• _Input for this task_

--- START ---

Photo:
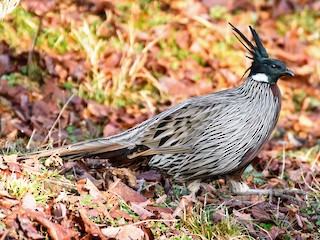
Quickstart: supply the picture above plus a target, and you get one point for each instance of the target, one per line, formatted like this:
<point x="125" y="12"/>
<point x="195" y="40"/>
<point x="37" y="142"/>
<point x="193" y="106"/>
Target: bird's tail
<point x="118" y="153"/>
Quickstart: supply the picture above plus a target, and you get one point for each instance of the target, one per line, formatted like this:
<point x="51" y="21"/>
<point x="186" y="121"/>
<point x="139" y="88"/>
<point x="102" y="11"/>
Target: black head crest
<point x="258" y="52"/>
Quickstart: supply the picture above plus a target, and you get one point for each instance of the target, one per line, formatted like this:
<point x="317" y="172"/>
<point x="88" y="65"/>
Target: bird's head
<point x="263" y="68"/>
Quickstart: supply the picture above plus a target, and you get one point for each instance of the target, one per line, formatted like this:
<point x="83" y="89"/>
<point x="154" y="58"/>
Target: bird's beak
<point x="288" y="72"/>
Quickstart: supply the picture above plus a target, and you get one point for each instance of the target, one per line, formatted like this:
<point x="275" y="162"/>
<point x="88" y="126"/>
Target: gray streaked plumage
<point x="204" y="137"/>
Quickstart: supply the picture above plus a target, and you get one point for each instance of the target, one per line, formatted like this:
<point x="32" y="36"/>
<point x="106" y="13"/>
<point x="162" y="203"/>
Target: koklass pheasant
<point x="203" y="138"/>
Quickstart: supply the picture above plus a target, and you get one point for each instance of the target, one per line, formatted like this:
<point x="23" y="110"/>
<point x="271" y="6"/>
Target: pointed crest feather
<point x="257" y="51"/>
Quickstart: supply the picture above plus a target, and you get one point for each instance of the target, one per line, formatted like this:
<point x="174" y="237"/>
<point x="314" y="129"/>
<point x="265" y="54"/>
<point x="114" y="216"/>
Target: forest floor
<point x="76" y="70"/>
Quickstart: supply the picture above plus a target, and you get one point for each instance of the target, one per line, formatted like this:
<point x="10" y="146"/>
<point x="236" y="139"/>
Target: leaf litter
<point x="150" y="58"/>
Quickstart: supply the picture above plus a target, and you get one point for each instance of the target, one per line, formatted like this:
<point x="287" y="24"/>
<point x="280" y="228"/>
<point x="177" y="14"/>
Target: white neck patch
<point x="260" y="77"/>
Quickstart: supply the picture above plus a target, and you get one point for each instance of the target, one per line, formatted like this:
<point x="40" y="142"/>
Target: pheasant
<point x="203" y="138"/>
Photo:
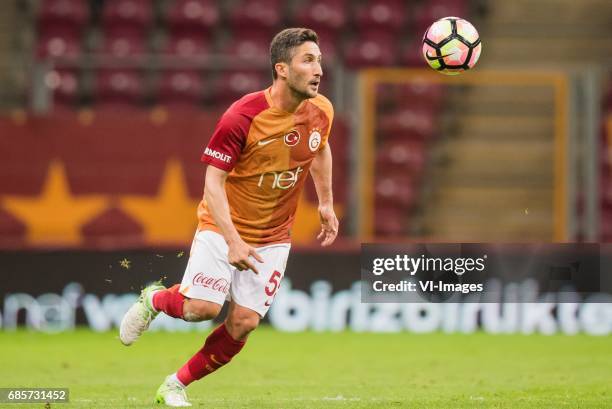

--- END ---

The entries are to be written out again exactly, without their pictures.

Photo:
Quickstart: supply the picture above plus a target, and you get one point for each instance of the target, one per line, formatted like this:
<point x="125" y="12"/>
<point x="195" y="40"/>
<point x="37" y="142"/>
<point x="193" y="106"/>
Target: bird's tail
<point x="118" y="153"/>
Quickstart: supply the picture above plus a target, and you get one point for each instance of the target, one per line, formatted like this:
<point x="51" y="21"/>
<point x="186" y="121"/>
<point x="139" y="88"/>
<point x="102" y="11"/>
Target: black head crest
<point x="258" y="52"/>
Quickstart: supply the picture above plus a target, and you get one point for each instance of the target, one per line, formatted like this:
<point x="317" y="172"/>
<point x="88" y="65"/>
Target: bird's head
<point x="263" y="68"/>
Quickstart: supply the picture above plus a target, and you get one point for each instance of the target, one per line, formatted like this:
<point x="83" y="89"/>
<point x="154" y="58"/>
Target: bird's beak
<point x="288" y="72"/>
Quickstart: supply the picture above plus a target, and you get one point for each instance of the target, one per line, formatted like this:
<point x="275" y="162"/>
<point x="88" y="126"/>
Target: gray streaked plumage
<point x="204" y="137"/>
Quickstart: supply the picture above plus a target, and you get one point for each instance of the target, one per line, formatted like this:
<point x="32" y="36"/>
<point x="106" y="13"/>
<point x="162" y="203"/>
Target: koklass pheasant
<point x="203" y="138"/>
Quickstart: supply the picture above plus a target, and you get one point for each instance of the target, one per line, formatted like this:
<point x="23" y="110"/>
<point x="271" y="6"/>
Target: pointed crest feather
<point x="257" y="51"/>
Quickstart: supply the picture above plus a target, and you get one point for each instance of the target, one per line, formatted like this:
<point x="174" y="237"/>
<point x="314" y="129"/>
<point x="265" y="54"/>
<point x="114" y="216"/>
Target: forest floor
<point x="76" y="70"/>
Quickstart: supply the picture above plus a target, and you get one point for each instance of the target, one per line, formatted like this:
<point x="10" y="146"/>
<point x="236" y="139"/>
Target: leaf litter
<point x="150" y="58"/>
Quickstart: supply the picture above plus a target, and you get one point for each instance of the target, one per line, formatted like this:
<point x="287" y="24"/>
<point x="280" y="228"/>
<point x="177" y="14"/>
Target: white neck patch
<point x="260" y="77"/>
Quickstart: supply the picture above plus a target, and you get one point for each instance of the target, one per line, formatted like this:
<point x="40" y="142"/>
Target: pheasant
<point x="203" y="138"/>
Photo:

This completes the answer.